>> start RECORDS SHOWN
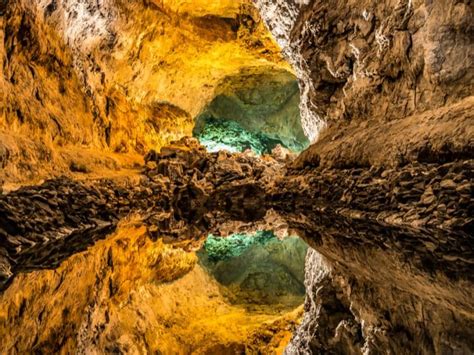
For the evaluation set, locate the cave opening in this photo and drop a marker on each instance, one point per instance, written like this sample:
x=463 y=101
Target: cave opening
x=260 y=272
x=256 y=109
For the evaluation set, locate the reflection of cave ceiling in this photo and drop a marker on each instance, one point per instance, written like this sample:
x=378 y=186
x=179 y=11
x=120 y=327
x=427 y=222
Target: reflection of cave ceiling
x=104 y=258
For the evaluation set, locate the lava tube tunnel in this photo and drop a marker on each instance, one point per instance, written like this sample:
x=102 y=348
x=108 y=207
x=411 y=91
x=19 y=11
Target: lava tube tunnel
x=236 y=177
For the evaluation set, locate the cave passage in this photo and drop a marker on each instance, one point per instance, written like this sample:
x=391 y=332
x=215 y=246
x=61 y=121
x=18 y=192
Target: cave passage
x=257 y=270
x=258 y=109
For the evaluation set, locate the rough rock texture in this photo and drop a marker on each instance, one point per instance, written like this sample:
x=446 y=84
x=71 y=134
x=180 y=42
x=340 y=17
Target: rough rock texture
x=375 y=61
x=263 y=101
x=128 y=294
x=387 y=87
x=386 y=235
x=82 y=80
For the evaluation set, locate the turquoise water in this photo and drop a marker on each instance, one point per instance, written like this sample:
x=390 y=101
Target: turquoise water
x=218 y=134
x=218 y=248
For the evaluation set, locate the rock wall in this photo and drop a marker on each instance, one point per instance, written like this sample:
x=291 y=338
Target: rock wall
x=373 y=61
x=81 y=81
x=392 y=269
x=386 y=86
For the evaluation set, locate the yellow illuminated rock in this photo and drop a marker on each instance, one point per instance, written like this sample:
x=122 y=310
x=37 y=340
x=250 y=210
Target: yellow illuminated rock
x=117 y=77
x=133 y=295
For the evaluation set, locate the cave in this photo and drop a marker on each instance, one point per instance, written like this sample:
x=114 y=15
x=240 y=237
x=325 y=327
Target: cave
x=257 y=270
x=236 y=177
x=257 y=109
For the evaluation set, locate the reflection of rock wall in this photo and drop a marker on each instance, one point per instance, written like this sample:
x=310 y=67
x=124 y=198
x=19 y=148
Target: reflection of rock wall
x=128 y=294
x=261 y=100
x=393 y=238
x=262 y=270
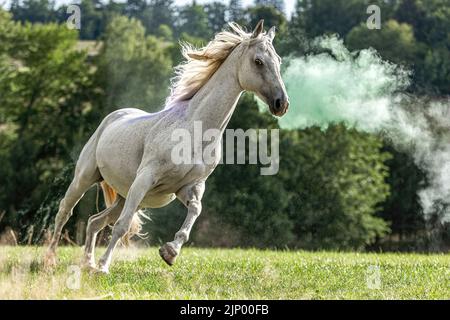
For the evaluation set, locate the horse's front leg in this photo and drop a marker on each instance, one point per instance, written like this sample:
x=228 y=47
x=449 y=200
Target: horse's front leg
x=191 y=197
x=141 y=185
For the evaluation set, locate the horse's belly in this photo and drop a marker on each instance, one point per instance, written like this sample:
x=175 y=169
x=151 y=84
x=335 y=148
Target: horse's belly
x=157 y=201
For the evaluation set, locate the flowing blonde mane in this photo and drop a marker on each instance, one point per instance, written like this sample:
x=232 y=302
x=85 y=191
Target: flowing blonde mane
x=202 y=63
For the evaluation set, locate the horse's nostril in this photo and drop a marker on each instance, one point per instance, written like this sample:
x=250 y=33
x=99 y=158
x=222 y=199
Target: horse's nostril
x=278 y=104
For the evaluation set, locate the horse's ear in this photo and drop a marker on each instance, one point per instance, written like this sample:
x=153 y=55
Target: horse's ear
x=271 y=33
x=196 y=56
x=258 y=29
>> end RECORDS SHOWN
>> start RECORDS SHOWN
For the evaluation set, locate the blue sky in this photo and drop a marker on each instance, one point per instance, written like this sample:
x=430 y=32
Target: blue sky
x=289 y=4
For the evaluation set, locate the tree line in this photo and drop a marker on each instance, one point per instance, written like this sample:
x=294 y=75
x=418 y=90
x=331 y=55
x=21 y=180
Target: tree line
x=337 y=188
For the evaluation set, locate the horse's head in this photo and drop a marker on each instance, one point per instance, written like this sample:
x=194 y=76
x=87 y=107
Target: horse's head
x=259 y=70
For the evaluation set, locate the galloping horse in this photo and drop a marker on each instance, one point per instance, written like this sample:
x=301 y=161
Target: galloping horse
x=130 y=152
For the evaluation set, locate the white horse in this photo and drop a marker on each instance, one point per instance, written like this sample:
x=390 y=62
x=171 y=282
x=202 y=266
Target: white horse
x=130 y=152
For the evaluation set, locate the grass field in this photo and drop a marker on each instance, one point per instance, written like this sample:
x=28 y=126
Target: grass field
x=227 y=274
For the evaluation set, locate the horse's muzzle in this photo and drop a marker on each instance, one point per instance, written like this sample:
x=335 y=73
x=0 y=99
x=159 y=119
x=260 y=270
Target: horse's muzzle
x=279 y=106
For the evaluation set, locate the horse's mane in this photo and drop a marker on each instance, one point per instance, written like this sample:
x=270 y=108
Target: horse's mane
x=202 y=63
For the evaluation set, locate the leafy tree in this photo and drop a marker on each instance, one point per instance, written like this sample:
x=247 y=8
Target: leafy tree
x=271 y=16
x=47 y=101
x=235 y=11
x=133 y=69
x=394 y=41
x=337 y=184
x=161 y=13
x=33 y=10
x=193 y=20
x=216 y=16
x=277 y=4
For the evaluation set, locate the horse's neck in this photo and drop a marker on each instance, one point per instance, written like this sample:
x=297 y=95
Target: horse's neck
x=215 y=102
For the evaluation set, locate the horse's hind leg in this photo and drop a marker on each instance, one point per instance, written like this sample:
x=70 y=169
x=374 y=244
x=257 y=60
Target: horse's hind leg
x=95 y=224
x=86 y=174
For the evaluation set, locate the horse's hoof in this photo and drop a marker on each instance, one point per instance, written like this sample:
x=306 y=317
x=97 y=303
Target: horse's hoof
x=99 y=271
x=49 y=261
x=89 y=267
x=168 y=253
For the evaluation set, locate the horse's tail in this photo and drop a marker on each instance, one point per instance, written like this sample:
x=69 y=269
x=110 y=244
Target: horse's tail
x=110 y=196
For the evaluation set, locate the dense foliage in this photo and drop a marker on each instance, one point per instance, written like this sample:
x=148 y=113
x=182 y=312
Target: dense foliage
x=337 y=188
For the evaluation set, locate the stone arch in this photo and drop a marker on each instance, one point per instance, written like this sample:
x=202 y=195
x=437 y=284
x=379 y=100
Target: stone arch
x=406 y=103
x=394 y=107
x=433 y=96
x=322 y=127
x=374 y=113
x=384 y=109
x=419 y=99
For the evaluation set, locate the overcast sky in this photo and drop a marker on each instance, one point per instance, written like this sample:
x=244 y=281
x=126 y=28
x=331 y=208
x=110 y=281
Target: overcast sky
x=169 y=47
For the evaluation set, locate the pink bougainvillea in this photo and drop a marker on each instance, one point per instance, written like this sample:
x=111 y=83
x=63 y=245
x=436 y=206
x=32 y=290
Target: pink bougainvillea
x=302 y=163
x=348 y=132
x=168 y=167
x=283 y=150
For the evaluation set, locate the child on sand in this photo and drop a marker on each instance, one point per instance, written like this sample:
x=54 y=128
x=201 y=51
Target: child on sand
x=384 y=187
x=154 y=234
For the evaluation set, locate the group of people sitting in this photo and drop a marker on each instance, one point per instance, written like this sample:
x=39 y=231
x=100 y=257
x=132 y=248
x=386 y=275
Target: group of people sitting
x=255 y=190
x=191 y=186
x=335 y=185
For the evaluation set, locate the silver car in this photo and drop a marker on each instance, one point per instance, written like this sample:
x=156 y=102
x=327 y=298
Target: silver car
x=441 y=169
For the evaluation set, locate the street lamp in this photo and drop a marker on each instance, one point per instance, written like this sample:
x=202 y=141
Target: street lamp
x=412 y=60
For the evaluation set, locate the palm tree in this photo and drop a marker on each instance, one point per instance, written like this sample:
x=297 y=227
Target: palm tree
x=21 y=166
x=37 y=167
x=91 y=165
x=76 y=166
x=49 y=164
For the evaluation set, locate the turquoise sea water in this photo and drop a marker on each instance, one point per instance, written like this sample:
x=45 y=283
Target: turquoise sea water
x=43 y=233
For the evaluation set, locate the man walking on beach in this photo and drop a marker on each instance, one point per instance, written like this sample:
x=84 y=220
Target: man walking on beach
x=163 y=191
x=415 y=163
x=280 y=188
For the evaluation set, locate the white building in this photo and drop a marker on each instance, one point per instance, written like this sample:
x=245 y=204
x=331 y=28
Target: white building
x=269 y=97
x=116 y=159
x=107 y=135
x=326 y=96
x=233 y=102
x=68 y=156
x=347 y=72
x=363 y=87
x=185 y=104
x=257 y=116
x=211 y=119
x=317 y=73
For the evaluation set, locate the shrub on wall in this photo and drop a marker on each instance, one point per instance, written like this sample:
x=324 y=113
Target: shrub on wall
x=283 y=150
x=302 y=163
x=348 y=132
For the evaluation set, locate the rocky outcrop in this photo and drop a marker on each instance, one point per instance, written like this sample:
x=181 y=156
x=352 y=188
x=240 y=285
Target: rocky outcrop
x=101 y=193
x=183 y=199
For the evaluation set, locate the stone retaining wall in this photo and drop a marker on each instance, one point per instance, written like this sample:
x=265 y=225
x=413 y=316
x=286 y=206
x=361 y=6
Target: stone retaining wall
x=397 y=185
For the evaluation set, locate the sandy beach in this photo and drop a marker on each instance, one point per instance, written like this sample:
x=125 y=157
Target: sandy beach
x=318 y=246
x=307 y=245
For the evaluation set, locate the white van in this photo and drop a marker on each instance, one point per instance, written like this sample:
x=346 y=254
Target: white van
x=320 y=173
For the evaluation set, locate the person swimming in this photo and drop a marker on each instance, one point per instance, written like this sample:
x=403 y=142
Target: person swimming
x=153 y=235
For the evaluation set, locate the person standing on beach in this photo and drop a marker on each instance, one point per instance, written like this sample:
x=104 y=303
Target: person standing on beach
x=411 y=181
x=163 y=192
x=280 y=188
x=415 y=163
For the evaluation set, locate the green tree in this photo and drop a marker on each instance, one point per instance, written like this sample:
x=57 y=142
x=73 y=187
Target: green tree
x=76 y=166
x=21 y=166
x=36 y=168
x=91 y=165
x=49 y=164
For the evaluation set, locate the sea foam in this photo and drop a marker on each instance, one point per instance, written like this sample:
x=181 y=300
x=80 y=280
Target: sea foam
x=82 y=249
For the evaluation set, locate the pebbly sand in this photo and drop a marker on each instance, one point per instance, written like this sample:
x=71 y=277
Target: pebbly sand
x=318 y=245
>> end RECORDS SHOWN
__REQUIRED WORK__: Swap "cave opening" for "cave mouth" in the entries, starting at the line that has "For the evaluation set, locate the cave opening" and stopping after the line that has "x=256 y=109". Reproduce only those lines, leaving everything else in them as it is.

__TASK RESULT__:
For the evaluation set, locate the cave mouth in this photo and drop a marker on each instance, one point per instance, written like this sample:
x=463 y=101
Target: cave mouth
x=260 y=272
x=256 y=109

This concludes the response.